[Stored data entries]
*** Block opens ***

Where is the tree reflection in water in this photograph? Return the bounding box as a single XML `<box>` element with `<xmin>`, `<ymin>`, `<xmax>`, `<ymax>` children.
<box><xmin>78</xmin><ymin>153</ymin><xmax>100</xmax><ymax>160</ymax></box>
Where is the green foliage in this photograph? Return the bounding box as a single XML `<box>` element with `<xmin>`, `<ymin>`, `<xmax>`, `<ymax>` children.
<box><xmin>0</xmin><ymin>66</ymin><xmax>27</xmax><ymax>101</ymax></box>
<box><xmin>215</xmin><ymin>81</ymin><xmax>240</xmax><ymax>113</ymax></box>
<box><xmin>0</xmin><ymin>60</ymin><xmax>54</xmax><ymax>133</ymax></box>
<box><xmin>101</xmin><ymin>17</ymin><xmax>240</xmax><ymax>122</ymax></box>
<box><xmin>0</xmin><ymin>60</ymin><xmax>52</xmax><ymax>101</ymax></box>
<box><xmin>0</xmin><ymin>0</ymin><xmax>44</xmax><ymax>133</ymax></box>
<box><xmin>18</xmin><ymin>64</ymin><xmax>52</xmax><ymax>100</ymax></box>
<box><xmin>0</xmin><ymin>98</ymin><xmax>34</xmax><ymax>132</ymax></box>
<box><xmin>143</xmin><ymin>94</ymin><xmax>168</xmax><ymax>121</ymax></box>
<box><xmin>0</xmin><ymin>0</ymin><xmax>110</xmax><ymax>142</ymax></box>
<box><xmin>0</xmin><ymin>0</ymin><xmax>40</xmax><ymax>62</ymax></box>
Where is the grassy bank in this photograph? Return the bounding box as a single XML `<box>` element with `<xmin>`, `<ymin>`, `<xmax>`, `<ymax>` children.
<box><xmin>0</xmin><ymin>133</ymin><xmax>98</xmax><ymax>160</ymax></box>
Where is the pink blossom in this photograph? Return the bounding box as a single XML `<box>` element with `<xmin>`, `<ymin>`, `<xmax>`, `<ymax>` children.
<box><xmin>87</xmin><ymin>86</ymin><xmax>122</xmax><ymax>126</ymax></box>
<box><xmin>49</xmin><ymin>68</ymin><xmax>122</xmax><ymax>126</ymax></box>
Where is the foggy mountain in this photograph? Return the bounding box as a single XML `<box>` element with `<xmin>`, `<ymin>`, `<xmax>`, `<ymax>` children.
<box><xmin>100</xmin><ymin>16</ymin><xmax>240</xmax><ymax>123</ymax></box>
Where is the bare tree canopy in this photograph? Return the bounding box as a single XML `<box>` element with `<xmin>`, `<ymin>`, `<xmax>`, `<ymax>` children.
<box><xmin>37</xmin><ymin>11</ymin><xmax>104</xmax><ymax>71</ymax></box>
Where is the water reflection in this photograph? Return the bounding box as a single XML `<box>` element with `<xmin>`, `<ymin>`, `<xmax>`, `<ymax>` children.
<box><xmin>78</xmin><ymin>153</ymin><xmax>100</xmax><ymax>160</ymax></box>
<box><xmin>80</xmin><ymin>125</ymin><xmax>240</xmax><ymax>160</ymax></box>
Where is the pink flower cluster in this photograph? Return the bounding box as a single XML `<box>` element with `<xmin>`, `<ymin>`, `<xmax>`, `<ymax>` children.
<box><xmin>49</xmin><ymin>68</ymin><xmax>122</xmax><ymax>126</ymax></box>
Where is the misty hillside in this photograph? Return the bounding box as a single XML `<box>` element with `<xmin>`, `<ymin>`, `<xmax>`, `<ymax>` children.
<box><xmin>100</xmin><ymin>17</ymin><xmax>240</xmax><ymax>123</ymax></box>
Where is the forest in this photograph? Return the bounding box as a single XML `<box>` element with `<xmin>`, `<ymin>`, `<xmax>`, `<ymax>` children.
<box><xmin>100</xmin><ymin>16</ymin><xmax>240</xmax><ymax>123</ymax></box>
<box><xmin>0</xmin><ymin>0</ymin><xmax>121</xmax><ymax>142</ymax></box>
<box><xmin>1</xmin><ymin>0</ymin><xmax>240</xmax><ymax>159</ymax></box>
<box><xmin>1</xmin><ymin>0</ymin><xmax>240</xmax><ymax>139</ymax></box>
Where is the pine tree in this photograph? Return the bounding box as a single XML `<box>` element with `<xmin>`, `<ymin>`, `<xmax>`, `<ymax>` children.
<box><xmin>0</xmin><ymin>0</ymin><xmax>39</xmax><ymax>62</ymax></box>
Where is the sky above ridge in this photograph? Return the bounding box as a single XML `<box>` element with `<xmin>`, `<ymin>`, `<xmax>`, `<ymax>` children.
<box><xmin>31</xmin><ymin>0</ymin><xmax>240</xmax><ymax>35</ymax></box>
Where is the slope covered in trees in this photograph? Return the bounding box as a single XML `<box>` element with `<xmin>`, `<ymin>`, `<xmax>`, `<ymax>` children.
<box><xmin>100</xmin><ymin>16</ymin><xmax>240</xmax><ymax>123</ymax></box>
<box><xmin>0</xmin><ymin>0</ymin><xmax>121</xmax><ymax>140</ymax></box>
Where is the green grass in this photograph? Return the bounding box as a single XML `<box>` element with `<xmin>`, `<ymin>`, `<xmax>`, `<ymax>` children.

*** Block closes ***

▶ [EXERCISE GOAL] Output all of the data exactly as given.

▶ [SOLUTION FOR THIS TASK]
Where is the tree reflection in water in this photograph? Return the bounding box as a single XML `<box>` element with `<xmin>`, `<ymin>`, `<xmax>`, `<ymax>` children.
<box><xmin>78</xmin><ymin>153</ymin><xmax>100</xmax><ymax>160</ymax></box>
Where is the green foliage in this photograph? Return the bounding box as a single XML `<box>` element with `<xmin>`, `<ymin>`, `<xmax>`, `<ymax>` children.
<box><xmin>0</xmin><ymin>66</ymin><xmax>27</xmax><ymax>101</ymax></box>
<box><xmin>215</xmin><ymin>81</ymin><xmax>240</xmax><ymax>113</ymax></box>
<box><xmin>0</xmin><ymin>60</ymin><xmax>54</xmax><ymax>133</ymax></box>
<box><xmin>101</xmin><ymin>17</ymin><xmax>240</xmax><ymax>122</ymax></box>
<box><xmin>0</xmin><ymin>60</ymin><xmax>52</xmax><ymax>101</ymax></box>
<box><xmin>0</xmin><ymin>0</ymin><xmax>44</xmax><ymax>133</ymax></box>
<box><xmin>18</xmin><ymin>64</ymin><xmax>52</xmax><ymax>100</ymax></box>
<box><xmin>0</xmin><ymin>98</ymin><xmax>34</xmax><ymax>132</ymax></box>
<box><xmin>143</xmin><ymin>94</ymin><xmax>168</xmax><ymax>121</ymax></box>
<box><xmin>0</xmin><ymin>0</ymin><xmax>110</xmax><ymax>142</ymax></box>
<box><xmin>0</xmin><ymin>0</ymin><xmax>40</xmax><ymax>62</ymax></box>
Where is the grassy bank in this photograph? Return the bounding box as a single XML `<box>` element with `<xmin>`, `<ymin>`, `<xmax>`, `<ymax>` children.
<box><xmin>0</xmin><ymin>133</ymin><xmax>98</xmax><ymax>160</ymax></box>
Where is the pink blossom in this photograph? Return the bounding box as a single XML `<box>` element with `<xmin>`, `<ymin>`, `<xmax>`, `<ymax>` children.
<box><xmin>87</xmin><ymin>86</ymin><xmax>122</xmax><ymax>126</ymax></box>
<box><xmin>49</xmin><ymin>68</ymin><xmax>122</xmax><ymax>126</ymax></box>
Where is the foggy mountain in this photograph? Return the bounding box as a single XML `<box>` element with `<xmin>`, `<ymin>`, `<xmax>`, `<ymax>` children.
<box><xmin>100</xmin><ymin>16</ymin><xmax>240</xmax><ymax>123</ymax></box>
Where is the bare tree canopy in this photograph? Return the bounding box as a single XML `<box>` element with `<xmin>`, `<ymin>`, `<xmax>`, `<ymax>` children.
<box><xmin>37</xmin><ymin>11</ymin><xmax>104</xmax><ymax>71</ymax></box>
Where is the water reflection in this photograph? Return the bounding box as a single XML `<box>` element with `<xmin>`, `<ymin>`, `<xmax>`, `<ymax>` children.
<box><xmin>78</xmin><ymin>153</ymin><xmax>100</xmax><ymax>160</ymax></box>
<box><xmin>80</xmin><ymin>125</ymin><xmax>240</xmax><ymax>160</ymax></box>
Where is the pink flower cluster in this photograph? Return the bounding box as a single XML `<box>` element with `<xmin>`, `<ymin>`, `<xmax>`, `<ymax>` children.
<box><xmin>49</xmin><ymin>68</ymin><xmax>122</xmax><ymax>126</ymax></box>
Where is the misty hillside in this photograph? Return the bounding box as a single XML `<box>` element with `<xmin>`, `<ymin>`, `<xmax>`, `<ymax>` children.
<box><xmin>100</xmin><ymin>17</ymin><xmax>240</xmax><ymax>123</ymax></box>
Where is the forest in this photograph? Return the bounding box as a single XML `<box>` element with `<xmin>`, `<ymin>`, `<xmax>`, `<ymax>` children.
<box><xmin>100</xmin><ymin>16</ymin><xmax>240</xmax><ymax>123</ymax></box>
<box><xmin>0</xmin><ymin>0</ymin><xmax>121</xmax><ymax>142</ymax></box>
<box><xmin>1</xmin><ymin>0</ymin><xmax>240</xmax><ymax>159</ymax></box>
<box><xmin>1</xmin><ymin>0</ymin><xmax>240</xmax><ymax>139</ymax></box>
Where is the pine tree in this photograph? Return the bounding box as a single XML `<box>` element with `<xmin>`, `<ymin>`, `<xmax>`, `<ymax>` children.
<box><xmin>0</xmin><ymin>0</ymin><xmax>39</xmax><ymax>62</ymax></box>
Where is the sky above ridge in this photograph? Return the bounding box as a single XML `<box>` element with `<xmin>`, `<ymin>`, `<xmax>`, `<ymax>` children.
<box><xmin>31</xmin><ymin>0</ymin><xmax>240</xmax><ymax>35</ymax></box>
Where is the slope covered in trees in this photograph? Return the bounding box as a single XML `<box>` element with `<xmin>`, `<ymin>`, `<xmax>`, `<ymax>` children.
<box><xmin>100</xmin><ymin>16</ymin><xmax>240</xmax><ymax>123</ymax></box>
<box><xmin>0</xmin><ymin>0</ymin><xmax>121</xmax><ymax>140</ymax></box>
Where is the green grass in this photograph? Return the bounding box as a single XML `<box>` element with `<xmin>`, `<ymin>`, `<xmax>`, `<ymax>` children.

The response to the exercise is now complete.